======== SOURCE RECORDS

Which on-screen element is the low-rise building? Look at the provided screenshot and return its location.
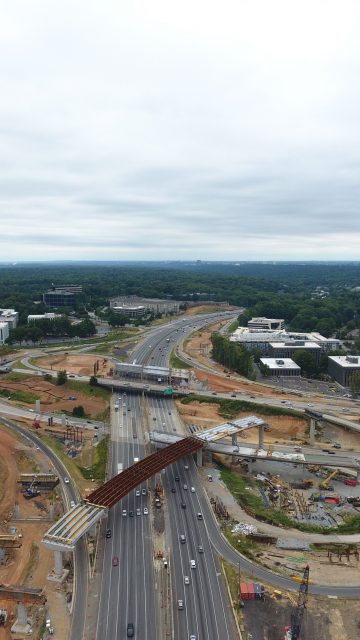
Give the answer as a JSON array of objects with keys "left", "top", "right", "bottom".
[
  {"left": 27, "top": 313, "right": 61, "bottom": 324},
  {"left": 109, "top": 296, "right": 181, "bottom": 314},
  {"left": 0, "top": 322, "right": 9, "bottom": 344},
  {"left": 112, "top": 305, "right": 146, "bottom": 318},
  {"left": 328, "top": 356, "right": 360, "bottom": 387},
  {"left": 0, "top": 309, "right": 19, "bottom": 329},
  {"left": 248, "top": 317, "right": 285, "bottom": 331},
  {"left": 260, "top": 358, "right": 301, "bottom": 377}
]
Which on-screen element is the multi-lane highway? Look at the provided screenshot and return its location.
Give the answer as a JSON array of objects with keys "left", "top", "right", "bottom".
[{"left": 96, "top": 314, "right": 239, "bottom": 640}]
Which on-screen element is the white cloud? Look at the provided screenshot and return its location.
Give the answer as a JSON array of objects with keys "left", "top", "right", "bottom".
[{"left": 0, "top": 0, "right": 360, "bottom": 260}]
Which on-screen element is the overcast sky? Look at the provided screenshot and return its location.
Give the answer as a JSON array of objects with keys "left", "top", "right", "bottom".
[{"left": 0, "top": 0, "right": 360, "bottom": 261}]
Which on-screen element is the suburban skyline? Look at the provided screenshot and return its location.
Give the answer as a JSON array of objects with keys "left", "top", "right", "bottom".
[{"left": 0, "top": 0, "right": 360, "bottom": 262}]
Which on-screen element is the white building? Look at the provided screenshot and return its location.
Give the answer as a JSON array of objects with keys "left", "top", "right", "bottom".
[
  {"left": 0, "top": 322, "right": 9, "bottom": 344},
  {"left": 248, "top": 318, "right": 285, "bottom": 331},
  {"left": 230, "top": 327, "right": 341, "bottom": 357},
  {"left": 28, "top": 313, "right": 61, "bottom": 324},
  {"left": 260, "top": 358, "right": 301, "bottom": 377},
  {"left": 328, "top": 356, "right": 360, "bottom": 387},
  {"left": 0, "top": 309, "right": 19, "bottom": 329},
  {"left": 112, "top": 305, "right": 146, "bottom": 318}
]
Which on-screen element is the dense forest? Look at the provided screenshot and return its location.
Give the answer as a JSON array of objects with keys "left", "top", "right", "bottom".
[{"left": 0, "top": 262, "right": 360, "bottom": 338}]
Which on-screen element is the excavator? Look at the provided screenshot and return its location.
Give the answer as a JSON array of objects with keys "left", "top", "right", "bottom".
[{"left": 319, "top": 469, "right": 339, "bottom": 491}]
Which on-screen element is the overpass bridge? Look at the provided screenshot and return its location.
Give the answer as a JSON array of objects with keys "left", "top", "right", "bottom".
[{"left": 42, "top": 437, "right": 204, "bottom": 556}]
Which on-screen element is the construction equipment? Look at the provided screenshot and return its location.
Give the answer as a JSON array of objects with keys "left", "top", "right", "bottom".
[
  {"left": 23, "top": 476, "right": 40, "bottom": 500},
  {"left": 319, "top": 469, "right": 339, "bottom": 489},
  {"left": 284, "top": 565, "right": 310, "bottom": 640}
]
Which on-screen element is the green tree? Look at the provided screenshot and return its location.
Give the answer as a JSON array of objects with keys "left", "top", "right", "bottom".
[
  {"left": 56, "top": 371, "right": 67, "bottom": 385},
  {"left": 72, "top": 404, "right": 86, "bottom": 418}
]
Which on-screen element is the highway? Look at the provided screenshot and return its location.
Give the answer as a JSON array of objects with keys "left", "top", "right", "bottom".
[{"left": 96, "top": 396, "right": 157, "bottom": 640}]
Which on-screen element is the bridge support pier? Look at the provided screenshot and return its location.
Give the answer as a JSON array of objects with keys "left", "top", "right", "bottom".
[
  {"left": 11, "top": 602, "right": 31, "bottom": 635},
  {"left": 259, "top": 425, "right": 265, "bottom": 449},
  {"left": 309, "top": 418, "right": 316, "bottom": 444},
  {"left": 54, "top": 549, "right": 64, "bottom": 578}
]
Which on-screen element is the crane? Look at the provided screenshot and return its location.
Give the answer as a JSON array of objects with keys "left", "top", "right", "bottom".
[
  {"left": 284, "top": 565, "right": 310, "bottom": 640},
  {"left": 319, "top": 469, "right": 339, "bottom": 489}
]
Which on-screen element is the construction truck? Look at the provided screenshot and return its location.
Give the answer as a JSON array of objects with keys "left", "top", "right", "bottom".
[
  {"left": 291, "top": 480, "right": 314, "bottom": 489},
  {"left": 23, "top": 477, "right": 40, "bottom": 500},
  {"left": 319, "top": 469, "right": 339, "bottom": 491}
]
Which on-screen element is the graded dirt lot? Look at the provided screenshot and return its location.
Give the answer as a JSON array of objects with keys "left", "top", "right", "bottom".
[
  {"left": 0, "top": 376, "right": 108, "bottom": 417},
  {"left": 36, "top": 352, "right": 113, "bottom": 377},
  {"left": 176, "top": 400, "right": 307, "bottom": 443},
  {"left": 0, "top": 422, "right": 69, "bottom": 640}
]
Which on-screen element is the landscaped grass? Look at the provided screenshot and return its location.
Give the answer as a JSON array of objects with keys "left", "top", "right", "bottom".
[
  {"left": 80, "top": 436, "right": 108, "bottom": 482},
  {"left": 0, "top": 389, "right": 39, "bottom": 404}
]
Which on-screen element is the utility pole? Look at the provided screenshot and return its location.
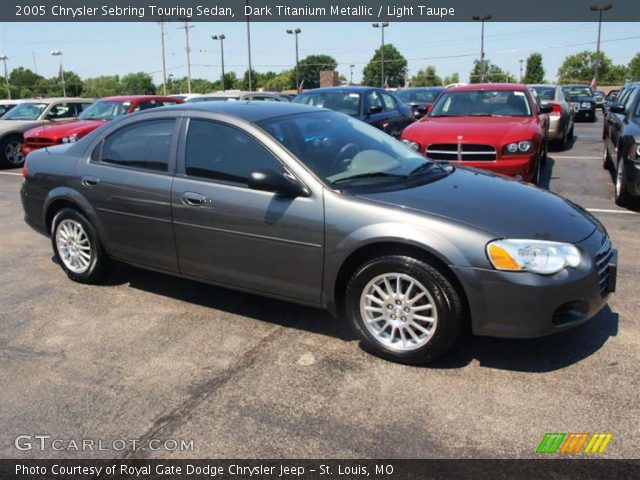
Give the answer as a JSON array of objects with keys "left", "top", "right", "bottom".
[
  {"left": 287, "top": 28, "right": 302, "bottom": 93},
  {"left": 0, "top": 55, "right": 11, "bottom": 100},
  {"left": 518, "top": 59, "right": 524, "bottom": 83},
  {"left": 590, "top": 3, "right": 613, "bottom": 85},
  {"left": 245, "top": 0, "right": 253, "bottom": 92},
  {"left": 371, "top": 22, "right": 389, "bottom": 88},
  {"left": 178, "top": 18, "right": 194, "bottom": 93},
  {"left": 473, "top": 15, "right": 491, "bottom": 83},
  {"left": 159, "top": 17, "right": 167, "bottom": 96}
]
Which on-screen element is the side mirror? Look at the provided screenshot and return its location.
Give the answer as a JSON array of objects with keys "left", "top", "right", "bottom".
[
  {"left": 247, "top": 169, "right": 309, "bottom": 198},
  {"left": 540, "top": 103, "right": 553, "bottom": 113},
  {"left": 609, "top": 103, "right": 627, "bottom": 115}
]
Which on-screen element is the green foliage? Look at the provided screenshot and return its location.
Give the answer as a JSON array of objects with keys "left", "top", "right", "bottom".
[
  {"left": 469, "top": 60, "right": 516, "bottom": 83},
  {"left": 411, "top": 65, "right": 442, "bottom": 87},
  {"left": 627, "top": 52, "right": 640, "bottom": 82},
  {"left": 293, "top": 55, "right": 338, "bottom": 89},
  {"left": 558, "top": 50, "right": 627, "bottom": 84},
  {"left": 120, "top": 72, "right": 156, "bottom": 95},
  {"left": 522, "top": 53, "right": 544, "bottom": 83},
  {"left": 362, "top": 43, "right": 407, "bottom": 87}
]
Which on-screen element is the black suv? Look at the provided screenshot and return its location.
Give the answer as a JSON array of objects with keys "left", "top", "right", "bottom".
[{"left": 602, "top": 82, "right": 640, "bottom": 206}]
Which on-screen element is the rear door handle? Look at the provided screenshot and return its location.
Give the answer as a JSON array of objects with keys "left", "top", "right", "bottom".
[
  {"left": 82, "top": 175, "right": 100, "bottom": 187},
  {"left": 182, "top": 192, "right": 207, "bottom": 207}
]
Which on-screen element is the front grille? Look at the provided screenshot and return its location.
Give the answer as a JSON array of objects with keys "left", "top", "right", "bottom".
[
  {"left": 426, "top": 143, "right": 496, "bottom": 162},
  {"left": 24, "top": 137, "right": 56, "bottom": 148},
  {"left": 595, "top": 237, "right": 613, "bottom": 295}
]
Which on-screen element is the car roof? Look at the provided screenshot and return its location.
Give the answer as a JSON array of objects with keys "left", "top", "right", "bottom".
[
  {"left": 162, "top": 100, "right": 323, "bottom": 122},
  {"left": 447, "top": 83, "right": 529, "bottom": 92},
  {"left": 98, "top": 95, "right": 181, "bottom": 102}
]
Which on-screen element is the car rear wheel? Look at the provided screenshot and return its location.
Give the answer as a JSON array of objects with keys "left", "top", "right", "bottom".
[
  {"left": 616, "top": 158, "right": 631, "bottom": 207},
  {"left": 0, "top": 135, "right": 24, "bottom": 168},
  {"left": 346, "top": 255, "right": 464, "bottom": 364},
  {"left": 51, "top": 208, "right": 109, "bottom": 283}
]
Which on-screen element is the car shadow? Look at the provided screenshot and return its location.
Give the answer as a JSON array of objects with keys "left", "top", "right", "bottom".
[
  {"left": 103, "top": 263, "right": 618, "bottom": 372},
  {"left": 428, "top": 305, "right": 619, "bottom": 373}
]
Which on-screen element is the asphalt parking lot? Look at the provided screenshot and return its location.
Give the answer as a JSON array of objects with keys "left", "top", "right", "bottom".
[{"left": 0, "top": 110, "right": 640, "bottom": 458}]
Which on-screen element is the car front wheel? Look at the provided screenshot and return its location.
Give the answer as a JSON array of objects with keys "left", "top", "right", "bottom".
[
  {"left": 51, "top": 208, "right": 109, "bottom": 283},
  {"left": 346, "top": 255, "right": 464, "bottom": 364}
]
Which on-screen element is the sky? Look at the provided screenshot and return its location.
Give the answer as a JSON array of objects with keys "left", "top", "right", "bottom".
[{"left": 0, "top": 22, "right": 640, "bottom": 84}]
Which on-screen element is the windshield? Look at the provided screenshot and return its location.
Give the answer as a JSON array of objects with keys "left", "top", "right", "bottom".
[
  {"left": 255, "top": 112, "right": 447, "bottom": 190},
  {"left": 2, "top": 103, "right": 47, "bottom": 120},
  {"left": 78, "top": 100, "right": 131, "bottom": 120},
  {"left": 429, "top": 90, "right": 531, "bottom": 117},
  {"left": 532, "top": 87, "right": 556, "bottom": 102},
  {"left": 293, "top": 92, "right": 362, "bottom": 116},
  {"left": 562, "top": 87, "right": 592, "bottom": 98},
  {"left": 396, "top": 89, "right": 442, "bottom": 103}
]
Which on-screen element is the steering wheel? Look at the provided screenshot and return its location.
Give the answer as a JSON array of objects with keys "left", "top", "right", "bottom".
[{"left": 331, "top": 143, "right": 360, "bottom": 173}]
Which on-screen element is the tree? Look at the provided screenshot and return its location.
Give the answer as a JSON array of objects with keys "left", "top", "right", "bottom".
[
  {"left": 362, "top": 43, "right": 407, "bottom": 87},
  {"left": 293, "top": 55, "right": 338, "bottom": 89},
  {"left": 120, "top": 72, "right": 156, "bottom": 95},
  {"left": 469, "top": 60, "right": 516, "bottom": 83},
  {"left": 442, "top": 72, "right": 460, "bottom": 85},
  {"left": 411, "top": 65, "right": 442, "bottom": 87},
  {"left": 627, "top": 52, "right": 640, "bottom": 82},
  {"left": 558, "top": 50, "right": 627, "bottom": 84},
  {"left": 83, "top": 75, "right": 122, "bottom": 98},
  {"left": 522, "top": 53, "right": 544, "bottom": 83}
]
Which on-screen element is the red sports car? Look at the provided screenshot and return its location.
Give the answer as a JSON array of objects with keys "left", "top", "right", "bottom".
[
  {"left": 21, "top": 95, "right": 184, "bottom": 155},
  {"left": 402, "top": 84, "right": 551, "bottom": 184}
]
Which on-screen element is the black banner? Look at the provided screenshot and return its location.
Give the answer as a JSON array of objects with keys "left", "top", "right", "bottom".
[
  {"left": 0, "top": 458, "right": 640, "bottom": 480},
  {"left": 0, "top": 0, "right": 640, "bottom": 22}
]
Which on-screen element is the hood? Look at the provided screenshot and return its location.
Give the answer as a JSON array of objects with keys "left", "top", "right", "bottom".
[
  {"left": 25, "top": 120, "right": 106, "bottom": 140},
  {"left": 359, "top": 168, "right": 598, "bottom": 243},
  {"left": 402, "top": 117, "right": 533, "bottom": 143}
]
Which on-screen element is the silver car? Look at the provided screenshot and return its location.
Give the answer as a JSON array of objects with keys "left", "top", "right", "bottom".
[
  {"left": 530, "top": 84, "right": 575, "bottom": 150},
  {"left": 0, "top": 97, "right": 93, "bottom": 168},
  {"left": 21, "top": 102, "right": 617, "bottom": 363}
]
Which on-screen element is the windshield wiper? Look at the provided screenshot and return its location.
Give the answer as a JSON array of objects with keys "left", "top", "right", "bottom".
[{"left": 331, "top": 172, "right": 405, "bottom": 185}]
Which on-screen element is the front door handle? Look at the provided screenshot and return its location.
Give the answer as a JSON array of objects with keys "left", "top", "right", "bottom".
[
  {"left": 182, "top": 192, "right": 207, "bottom": 207},
  {"left": 82, "top": 175, "right": 100, "bottom": 187}
]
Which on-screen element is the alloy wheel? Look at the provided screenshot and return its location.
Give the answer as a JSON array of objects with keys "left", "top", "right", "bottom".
[
  {"left": 360, "top": 273, "right": 438, "bottom": 352},
  {"left": 56, "top": 219, "right": 92, "bottom": 274}
]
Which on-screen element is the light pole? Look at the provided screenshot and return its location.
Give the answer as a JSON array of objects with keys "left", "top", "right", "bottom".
[
  {"left": 518, "top": 59, "right": 524, "bottom": 83},
  {"left": 287, "top": 28, "right": 302, "bottom": 93},
  {"left": 0, "top": 55, "right": 11, "bottom": 100},
  {"left": 211, "top": 33, "right": 227, "bottom": 92},
  {"left": 371, "top": 22, "right": 389, "bottom": 88},
  {"left": 51, "top": 50, "right": 67, "bottom": 97},
  {"left": 473, "top": 15, "right": 491, "bottom": 83},
  {"left": 590, "top": 3, "right": 613, "bottom": 85},
  {"left": 178, "top": 18, "right": 195, "bottom": 93},
  {"left": 245, "top": 0, "right": 253, "bottom": 92}
]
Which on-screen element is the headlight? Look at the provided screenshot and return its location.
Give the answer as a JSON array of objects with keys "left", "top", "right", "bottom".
[
  {"left": 402, "top": 138, "right": 420, "bottom": 152},
  {"left": 504, "top": 140, "right": 532, "bottom": 153},
  {"left": 487, "top": 239, "right": 580, "bottom": 275}
]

================

- [WRITTEN PROBLEM]: Show every line of the entries above that contains the word "construction".

- [EXERCISE ANSWER]:
Which on-screen element is the construction equipment? Look at the provided screenshot and return its location.
Which on-screen element is the construction truck? Look at the provided screenshot and return its location.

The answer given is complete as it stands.